WHAT IS ASKED |
Return every line of the listing below that contains the word "innermost". Case counts, so skip lines where it appears only with different capitalization.
------------------------------------------------
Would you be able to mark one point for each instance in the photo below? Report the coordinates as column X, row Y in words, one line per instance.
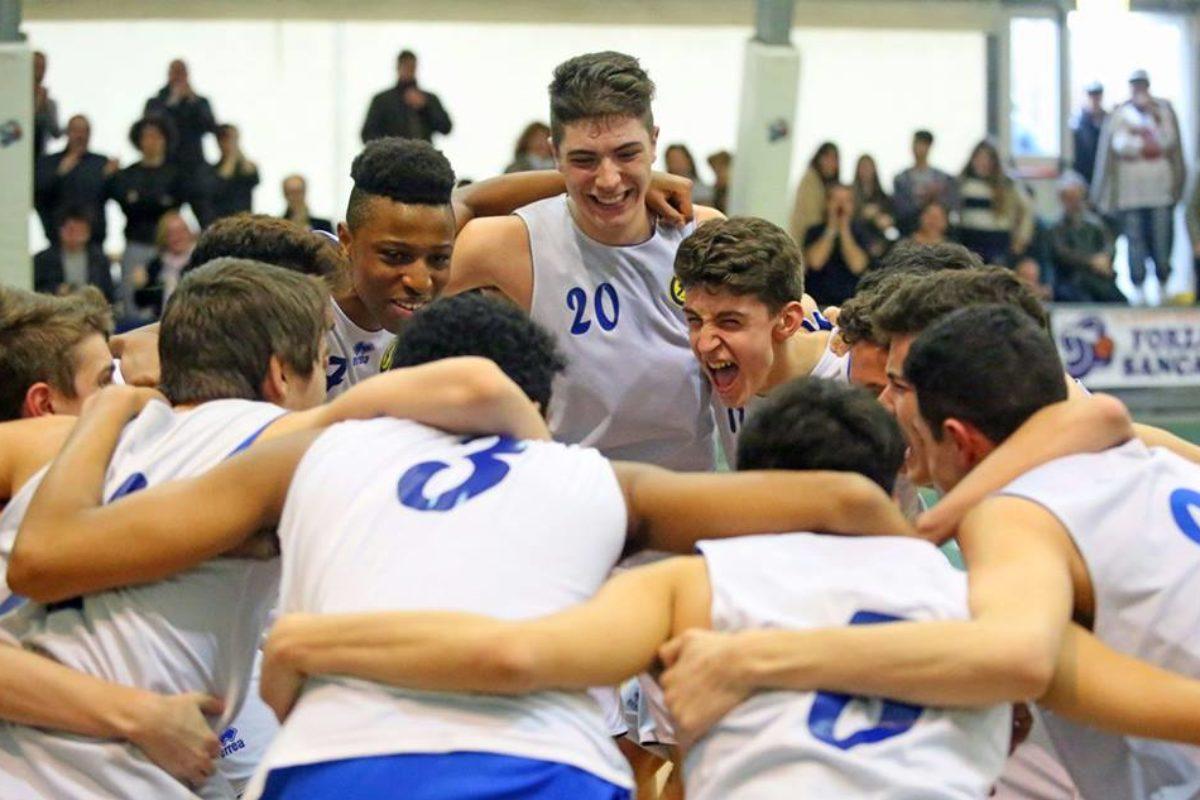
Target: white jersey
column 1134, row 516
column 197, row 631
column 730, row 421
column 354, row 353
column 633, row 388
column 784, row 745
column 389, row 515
------------------------------------------------
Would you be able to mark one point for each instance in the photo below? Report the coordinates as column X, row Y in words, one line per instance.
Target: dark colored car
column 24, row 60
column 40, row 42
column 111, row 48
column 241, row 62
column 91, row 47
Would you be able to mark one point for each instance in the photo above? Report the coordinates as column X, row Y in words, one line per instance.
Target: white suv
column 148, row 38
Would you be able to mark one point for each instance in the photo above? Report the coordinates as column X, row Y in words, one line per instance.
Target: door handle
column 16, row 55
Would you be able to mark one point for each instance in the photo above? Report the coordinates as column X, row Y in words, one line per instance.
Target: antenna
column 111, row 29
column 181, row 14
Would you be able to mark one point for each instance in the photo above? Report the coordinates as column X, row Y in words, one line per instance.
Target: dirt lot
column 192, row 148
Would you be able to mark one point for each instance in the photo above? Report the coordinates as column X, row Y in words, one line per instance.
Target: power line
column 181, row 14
------------------------------------------------
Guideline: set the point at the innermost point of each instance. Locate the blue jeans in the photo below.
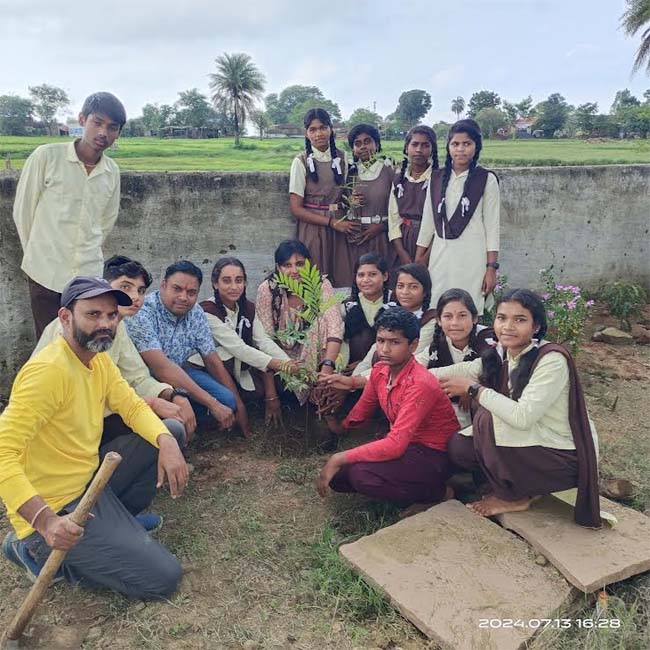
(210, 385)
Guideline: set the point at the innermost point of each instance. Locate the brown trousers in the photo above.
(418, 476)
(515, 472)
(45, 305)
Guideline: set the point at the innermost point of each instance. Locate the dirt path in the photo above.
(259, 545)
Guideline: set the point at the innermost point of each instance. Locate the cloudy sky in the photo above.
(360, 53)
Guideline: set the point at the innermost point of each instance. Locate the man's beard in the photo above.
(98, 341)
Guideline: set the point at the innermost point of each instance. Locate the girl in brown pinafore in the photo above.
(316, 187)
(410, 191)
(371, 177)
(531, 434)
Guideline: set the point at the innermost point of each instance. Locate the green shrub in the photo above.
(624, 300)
------------------------------------------------
EXERCISE ANSWER |
Guideline: set the point at the innermost point of each instance. Locate the blue jeans in the photo below.
Guideline: set the point at the innermost point of each instance. Locate the brown trousers in the photo above.
Guideline: set the point at the innermost point of each instance. Locate the dirt path in the photo above.
Guideline: set the point at the innermost point of each instance. Locate the cloudy sky in the photo above.
Guideline: set the point at the innermost point of each instance. Locate the man's beard in the photo above.
Guideline: set the point at the innermost point of each instance. Locate the girl in brown pinafore in the photo above.
Guideline: set the point at the innermost point of each instance. Locate the green shrub in the photo above.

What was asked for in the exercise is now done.